──────── Entries supplied

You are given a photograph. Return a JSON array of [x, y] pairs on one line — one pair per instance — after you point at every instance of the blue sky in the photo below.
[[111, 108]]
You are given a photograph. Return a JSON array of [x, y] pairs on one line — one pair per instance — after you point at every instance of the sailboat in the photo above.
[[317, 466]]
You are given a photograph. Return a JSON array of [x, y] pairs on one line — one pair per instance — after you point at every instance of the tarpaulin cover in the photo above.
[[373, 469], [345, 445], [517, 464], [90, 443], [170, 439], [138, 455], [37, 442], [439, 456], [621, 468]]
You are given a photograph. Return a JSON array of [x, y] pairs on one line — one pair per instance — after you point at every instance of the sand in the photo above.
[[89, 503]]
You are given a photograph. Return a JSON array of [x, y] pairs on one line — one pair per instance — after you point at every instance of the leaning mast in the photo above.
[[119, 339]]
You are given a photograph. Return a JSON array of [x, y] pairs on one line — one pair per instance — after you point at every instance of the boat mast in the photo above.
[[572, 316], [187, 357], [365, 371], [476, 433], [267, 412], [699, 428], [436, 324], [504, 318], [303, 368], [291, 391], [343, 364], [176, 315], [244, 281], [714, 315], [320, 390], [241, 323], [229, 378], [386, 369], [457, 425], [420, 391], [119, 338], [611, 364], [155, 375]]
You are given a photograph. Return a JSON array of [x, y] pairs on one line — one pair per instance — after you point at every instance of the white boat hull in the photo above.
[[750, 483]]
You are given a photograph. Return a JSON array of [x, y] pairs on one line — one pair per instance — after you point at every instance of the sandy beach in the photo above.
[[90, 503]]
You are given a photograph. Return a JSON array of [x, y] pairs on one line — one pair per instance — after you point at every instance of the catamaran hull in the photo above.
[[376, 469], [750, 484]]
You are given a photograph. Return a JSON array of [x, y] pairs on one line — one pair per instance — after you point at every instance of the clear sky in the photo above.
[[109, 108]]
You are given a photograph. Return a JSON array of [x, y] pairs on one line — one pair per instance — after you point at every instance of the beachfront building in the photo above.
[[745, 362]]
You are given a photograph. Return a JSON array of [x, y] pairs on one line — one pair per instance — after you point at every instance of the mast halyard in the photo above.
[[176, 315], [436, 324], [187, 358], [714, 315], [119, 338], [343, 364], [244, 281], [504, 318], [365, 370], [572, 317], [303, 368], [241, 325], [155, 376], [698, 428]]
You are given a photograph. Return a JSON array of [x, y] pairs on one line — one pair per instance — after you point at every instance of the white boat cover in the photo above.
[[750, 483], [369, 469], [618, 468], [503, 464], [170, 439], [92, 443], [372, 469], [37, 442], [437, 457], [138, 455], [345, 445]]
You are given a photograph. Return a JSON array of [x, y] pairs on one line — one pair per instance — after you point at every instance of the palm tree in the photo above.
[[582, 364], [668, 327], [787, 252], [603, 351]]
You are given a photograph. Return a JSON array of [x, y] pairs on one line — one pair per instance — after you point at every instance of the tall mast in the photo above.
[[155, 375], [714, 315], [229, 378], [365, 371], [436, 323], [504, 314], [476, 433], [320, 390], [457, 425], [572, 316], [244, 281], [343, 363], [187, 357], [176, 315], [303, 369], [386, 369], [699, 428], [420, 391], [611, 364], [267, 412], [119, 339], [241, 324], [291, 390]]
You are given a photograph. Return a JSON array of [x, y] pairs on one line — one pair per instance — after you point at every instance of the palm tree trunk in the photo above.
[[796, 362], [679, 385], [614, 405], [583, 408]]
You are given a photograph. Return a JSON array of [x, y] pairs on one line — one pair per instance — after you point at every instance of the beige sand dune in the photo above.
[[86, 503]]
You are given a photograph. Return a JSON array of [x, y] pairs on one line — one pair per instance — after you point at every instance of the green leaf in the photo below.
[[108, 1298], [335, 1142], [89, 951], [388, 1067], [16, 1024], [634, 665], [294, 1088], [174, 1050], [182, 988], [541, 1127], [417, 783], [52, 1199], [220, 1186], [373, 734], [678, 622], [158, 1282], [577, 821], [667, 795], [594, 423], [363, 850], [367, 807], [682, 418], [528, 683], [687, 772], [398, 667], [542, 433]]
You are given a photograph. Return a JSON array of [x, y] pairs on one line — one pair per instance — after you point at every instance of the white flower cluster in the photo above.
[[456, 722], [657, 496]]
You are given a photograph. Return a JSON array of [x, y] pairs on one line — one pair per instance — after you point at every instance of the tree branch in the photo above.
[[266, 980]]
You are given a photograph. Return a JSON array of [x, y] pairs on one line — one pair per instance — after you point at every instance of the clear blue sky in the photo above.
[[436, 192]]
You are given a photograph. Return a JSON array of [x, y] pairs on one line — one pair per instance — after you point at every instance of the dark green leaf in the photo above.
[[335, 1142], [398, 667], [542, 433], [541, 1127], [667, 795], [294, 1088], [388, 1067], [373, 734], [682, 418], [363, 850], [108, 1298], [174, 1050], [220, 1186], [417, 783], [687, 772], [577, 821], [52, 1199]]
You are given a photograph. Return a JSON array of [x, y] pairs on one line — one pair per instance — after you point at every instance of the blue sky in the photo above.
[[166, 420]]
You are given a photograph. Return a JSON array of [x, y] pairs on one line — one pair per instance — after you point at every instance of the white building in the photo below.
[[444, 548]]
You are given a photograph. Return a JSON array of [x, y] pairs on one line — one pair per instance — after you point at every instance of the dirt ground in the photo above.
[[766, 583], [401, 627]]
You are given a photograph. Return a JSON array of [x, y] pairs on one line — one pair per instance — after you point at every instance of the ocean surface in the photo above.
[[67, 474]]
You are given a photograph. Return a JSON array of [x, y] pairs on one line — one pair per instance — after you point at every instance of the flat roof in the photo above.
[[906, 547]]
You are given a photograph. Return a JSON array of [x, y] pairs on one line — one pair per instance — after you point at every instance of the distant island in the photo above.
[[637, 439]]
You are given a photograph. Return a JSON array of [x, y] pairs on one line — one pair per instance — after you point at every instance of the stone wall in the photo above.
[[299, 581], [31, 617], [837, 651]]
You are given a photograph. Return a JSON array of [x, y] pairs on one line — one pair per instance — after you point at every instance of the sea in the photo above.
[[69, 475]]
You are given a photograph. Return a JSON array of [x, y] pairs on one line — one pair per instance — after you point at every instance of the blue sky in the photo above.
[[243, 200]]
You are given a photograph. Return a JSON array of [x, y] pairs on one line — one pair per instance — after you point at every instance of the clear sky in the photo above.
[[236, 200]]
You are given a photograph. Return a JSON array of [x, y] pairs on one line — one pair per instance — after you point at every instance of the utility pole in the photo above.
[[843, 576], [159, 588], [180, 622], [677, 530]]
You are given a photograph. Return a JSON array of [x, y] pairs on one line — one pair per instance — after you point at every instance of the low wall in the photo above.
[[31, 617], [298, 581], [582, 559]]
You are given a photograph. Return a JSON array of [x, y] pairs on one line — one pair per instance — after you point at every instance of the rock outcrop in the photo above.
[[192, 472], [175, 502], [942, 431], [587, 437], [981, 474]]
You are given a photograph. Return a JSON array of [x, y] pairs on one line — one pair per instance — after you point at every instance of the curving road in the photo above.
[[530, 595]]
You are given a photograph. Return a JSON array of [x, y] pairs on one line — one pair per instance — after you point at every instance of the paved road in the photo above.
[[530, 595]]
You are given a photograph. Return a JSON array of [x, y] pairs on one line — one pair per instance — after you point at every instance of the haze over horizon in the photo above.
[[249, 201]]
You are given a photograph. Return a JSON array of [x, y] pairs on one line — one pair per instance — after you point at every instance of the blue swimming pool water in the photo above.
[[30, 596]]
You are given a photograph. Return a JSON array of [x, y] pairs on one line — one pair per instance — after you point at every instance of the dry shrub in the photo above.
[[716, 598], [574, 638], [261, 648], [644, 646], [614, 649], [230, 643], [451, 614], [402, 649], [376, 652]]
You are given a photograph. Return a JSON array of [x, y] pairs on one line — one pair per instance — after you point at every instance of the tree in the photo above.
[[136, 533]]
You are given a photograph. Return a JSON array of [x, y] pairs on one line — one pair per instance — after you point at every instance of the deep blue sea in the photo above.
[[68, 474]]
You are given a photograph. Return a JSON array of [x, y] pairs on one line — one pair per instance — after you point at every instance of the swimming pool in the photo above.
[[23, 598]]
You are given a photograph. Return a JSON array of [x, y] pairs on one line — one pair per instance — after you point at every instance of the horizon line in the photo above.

────────────────

Exercise aim: Print the lines from the one containing "the sea in the photo above." through the one containing "[[69, 475]]", word for word, with both of those lines included.

Solution for this task:
You are given a photograph. Return a JSON array of [x, y] pairs on one line — one pair per instance — after you point at every instance of the sea in the photo above.
[[69, 475]]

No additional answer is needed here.